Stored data
☆ ☆ ☆

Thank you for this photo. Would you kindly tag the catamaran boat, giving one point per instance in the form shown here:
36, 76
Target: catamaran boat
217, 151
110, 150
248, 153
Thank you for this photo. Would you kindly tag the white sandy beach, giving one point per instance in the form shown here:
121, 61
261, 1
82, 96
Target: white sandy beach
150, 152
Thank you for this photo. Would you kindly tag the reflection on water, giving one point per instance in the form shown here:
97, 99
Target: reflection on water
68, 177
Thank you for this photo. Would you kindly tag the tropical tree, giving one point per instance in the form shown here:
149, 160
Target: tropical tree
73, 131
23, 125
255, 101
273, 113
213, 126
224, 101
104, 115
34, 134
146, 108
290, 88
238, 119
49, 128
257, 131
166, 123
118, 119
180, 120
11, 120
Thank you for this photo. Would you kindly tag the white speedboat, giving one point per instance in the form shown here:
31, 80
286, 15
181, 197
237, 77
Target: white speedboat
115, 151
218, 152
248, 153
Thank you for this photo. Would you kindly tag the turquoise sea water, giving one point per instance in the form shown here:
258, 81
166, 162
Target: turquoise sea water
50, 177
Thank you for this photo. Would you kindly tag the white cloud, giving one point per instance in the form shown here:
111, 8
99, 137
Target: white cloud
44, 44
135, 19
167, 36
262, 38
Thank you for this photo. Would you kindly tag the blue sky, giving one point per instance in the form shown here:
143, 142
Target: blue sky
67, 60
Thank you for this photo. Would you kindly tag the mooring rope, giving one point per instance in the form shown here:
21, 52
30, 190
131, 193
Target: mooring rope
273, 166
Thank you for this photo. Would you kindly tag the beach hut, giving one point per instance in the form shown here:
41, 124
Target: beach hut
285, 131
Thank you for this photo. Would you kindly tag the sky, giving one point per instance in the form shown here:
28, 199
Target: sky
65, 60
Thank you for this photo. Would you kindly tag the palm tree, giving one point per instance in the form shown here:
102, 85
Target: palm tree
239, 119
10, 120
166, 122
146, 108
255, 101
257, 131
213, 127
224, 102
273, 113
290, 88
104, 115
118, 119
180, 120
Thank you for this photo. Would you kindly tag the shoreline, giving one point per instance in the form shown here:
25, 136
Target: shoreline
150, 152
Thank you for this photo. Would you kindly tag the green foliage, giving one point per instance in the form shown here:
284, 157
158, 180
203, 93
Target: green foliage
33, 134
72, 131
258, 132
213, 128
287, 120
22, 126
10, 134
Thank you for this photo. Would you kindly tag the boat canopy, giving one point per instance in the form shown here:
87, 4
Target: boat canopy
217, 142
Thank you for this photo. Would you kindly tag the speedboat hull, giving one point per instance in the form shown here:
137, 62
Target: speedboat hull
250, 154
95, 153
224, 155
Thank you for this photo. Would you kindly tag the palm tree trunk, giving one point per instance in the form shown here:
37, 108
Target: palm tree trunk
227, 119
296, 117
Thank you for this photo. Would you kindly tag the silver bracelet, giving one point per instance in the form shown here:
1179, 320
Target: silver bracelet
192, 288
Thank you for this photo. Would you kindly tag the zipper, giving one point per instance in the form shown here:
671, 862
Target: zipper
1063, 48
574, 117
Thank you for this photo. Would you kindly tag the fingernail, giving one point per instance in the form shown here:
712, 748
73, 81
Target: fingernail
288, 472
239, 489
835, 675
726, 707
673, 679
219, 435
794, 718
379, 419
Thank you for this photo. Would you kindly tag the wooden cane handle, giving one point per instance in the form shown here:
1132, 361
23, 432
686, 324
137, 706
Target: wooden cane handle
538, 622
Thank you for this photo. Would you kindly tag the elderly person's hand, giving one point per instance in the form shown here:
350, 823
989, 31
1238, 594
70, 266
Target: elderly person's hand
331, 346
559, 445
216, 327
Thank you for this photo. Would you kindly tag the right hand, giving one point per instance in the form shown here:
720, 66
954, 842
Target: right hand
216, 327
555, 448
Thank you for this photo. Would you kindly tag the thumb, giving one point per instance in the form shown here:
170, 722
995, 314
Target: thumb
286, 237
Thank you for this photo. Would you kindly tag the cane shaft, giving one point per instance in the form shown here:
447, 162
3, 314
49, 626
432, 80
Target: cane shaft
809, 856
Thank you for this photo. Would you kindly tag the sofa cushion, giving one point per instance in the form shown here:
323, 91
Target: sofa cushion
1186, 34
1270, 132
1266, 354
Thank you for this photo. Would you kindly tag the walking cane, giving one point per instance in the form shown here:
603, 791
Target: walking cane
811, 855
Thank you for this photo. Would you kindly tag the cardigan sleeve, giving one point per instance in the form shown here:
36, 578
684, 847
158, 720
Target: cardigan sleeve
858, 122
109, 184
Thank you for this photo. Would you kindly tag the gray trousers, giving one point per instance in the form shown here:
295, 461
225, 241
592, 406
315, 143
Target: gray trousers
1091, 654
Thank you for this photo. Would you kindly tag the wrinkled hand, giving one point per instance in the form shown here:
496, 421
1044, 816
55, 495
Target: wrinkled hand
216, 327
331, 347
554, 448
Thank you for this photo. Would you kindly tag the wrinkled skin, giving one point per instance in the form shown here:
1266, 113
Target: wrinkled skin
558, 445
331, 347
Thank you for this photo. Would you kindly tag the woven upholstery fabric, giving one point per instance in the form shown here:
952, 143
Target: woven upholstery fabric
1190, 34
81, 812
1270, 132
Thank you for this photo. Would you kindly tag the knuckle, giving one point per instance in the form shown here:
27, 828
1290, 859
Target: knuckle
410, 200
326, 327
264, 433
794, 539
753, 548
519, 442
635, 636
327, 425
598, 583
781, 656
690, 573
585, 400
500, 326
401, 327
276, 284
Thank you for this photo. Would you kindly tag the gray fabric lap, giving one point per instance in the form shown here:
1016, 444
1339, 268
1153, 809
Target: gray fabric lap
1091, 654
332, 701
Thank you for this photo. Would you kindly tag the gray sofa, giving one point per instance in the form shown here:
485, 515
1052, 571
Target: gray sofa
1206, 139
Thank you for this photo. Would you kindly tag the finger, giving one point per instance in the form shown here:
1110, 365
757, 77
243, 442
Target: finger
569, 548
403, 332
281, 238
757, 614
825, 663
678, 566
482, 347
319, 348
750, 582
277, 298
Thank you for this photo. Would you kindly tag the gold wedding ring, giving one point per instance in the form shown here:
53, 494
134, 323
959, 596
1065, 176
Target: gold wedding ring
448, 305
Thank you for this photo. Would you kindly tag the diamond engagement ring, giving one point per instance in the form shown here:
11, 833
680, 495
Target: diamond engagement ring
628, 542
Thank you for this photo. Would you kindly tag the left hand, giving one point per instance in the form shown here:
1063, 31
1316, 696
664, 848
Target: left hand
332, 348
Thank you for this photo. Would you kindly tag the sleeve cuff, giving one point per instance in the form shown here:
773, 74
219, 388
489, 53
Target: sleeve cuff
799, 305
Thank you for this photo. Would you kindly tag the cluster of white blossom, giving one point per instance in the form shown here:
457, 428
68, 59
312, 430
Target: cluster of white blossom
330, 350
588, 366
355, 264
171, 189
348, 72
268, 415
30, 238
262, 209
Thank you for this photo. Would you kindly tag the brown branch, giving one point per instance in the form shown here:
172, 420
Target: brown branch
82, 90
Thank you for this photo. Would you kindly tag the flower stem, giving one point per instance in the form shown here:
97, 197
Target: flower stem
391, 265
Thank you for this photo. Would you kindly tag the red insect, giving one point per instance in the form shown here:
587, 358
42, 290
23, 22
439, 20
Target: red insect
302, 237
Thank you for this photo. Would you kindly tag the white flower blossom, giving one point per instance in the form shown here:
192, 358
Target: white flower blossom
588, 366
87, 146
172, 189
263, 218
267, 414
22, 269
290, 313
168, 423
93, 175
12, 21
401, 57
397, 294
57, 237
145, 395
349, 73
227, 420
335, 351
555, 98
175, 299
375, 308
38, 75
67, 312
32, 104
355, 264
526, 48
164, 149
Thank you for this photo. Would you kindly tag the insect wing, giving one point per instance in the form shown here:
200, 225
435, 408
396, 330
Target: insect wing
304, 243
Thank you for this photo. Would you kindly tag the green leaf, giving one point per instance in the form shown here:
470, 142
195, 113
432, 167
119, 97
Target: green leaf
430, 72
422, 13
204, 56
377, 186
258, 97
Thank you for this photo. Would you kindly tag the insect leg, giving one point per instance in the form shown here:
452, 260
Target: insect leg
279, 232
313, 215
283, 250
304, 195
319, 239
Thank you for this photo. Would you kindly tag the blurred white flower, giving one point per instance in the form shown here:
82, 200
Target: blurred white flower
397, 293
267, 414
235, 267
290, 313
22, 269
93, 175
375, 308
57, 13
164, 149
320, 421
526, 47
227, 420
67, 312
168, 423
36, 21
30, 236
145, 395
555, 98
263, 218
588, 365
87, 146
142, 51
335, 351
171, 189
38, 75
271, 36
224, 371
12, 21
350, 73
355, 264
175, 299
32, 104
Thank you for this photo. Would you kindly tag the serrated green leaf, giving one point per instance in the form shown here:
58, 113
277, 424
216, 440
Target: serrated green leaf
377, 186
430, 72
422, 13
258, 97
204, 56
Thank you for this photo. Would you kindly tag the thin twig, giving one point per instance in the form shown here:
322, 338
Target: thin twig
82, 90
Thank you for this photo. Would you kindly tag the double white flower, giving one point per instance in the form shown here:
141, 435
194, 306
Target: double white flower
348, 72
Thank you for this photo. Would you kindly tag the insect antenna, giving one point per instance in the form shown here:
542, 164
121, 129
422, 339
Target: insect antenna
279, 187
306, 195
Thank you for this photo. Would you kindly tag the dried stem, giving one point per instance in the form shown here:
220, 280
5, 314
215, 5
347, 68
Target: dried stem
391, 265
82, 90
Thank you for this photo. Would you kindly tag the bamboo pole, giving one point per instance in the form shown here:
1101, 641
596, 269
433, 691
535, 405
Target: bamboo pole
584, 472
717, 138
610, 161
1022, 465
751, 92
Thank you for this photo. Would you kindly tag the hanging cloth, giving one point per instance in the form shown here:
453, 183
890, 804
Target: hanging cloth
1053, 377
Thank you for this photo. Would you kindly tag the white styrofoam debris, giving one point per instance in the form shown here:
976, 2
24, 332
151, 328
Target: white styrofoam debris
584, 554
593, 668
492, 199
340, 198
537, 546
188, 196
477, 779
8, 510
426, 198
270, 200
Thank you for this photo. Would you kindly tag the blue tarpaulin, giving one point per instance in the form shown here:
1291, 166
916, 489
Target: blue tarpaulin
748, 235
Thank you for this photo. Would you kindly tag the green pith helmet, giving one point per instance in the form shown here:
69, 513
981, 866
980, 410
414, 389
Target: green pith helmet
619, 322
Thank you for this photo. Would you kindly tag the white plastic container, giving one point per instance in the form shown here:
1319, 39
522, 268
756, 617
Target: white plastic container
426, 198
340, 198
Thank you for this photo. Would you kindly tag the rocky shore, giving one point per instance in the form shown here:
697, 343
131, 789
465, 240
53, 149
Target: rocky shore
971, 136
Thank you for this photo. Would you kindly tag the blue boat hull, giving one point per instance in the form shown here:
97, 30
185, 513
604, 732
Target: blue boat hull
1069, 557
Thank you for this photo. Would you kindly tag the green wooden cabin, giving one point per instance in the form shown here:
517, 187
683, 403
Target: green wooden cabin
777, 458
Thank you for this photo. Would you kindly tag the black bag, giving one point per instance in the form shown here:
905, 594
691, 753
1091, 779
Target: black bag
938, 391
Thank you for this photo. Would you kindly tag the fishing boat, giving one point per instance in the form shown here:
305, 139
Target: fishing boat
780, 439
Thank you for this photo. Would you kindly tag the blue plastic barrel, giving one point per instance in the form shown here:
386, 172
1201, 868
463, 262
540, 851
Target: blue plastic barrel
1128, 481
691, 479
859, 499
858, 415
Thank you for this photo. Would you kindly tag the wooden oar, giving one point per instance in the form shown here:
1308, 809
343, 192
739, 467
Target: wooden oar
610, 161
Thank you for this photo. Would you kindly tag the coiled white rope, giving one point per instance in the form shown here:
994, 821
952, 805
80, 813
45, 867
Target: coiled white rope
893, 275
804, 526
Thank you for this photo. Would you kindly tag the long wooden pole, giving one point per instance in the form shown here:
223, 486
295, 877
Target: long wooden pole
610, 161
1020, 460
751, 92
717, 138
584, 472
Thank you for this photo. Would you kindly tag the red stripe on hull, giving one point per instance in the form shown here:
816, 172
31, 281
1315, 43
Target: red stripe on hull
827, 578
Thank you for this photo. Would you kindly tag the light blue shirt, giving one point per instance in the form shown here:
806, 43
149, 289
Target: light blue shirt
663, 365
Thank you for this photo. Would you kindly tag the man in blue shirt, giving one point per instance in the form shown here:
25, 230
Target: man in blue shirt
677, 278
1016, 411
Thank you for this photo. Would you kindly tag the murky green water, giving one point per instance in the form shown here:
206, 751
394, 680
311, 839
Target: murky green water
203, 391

☆ ☆ ☆

**Work to be completed:** Write out, without any change, the lines of the records beginning with the line that contains "Thank you for this photo. Would you kindly tag the light" and continuing through the end of the records.

**The result:**
Thank you for this photo. Would you kindly tag the light blue shirt, giving one point per instance in the form shown here:
806, 43
149, 289
Target: light blue shirt
663, 365
Thank you for this photo. Would you kindly tag the man in blue shirt, giving one point per instance in the form shown here:
25, 230
Target: man in blue shirt
677, 278
1016, 411
Thank you for this photo. Would you kindly tag the murky green water, giving one point per instance in the form shown here:
206, 751
394, 680
311, 839
Target: murky green water
203, 391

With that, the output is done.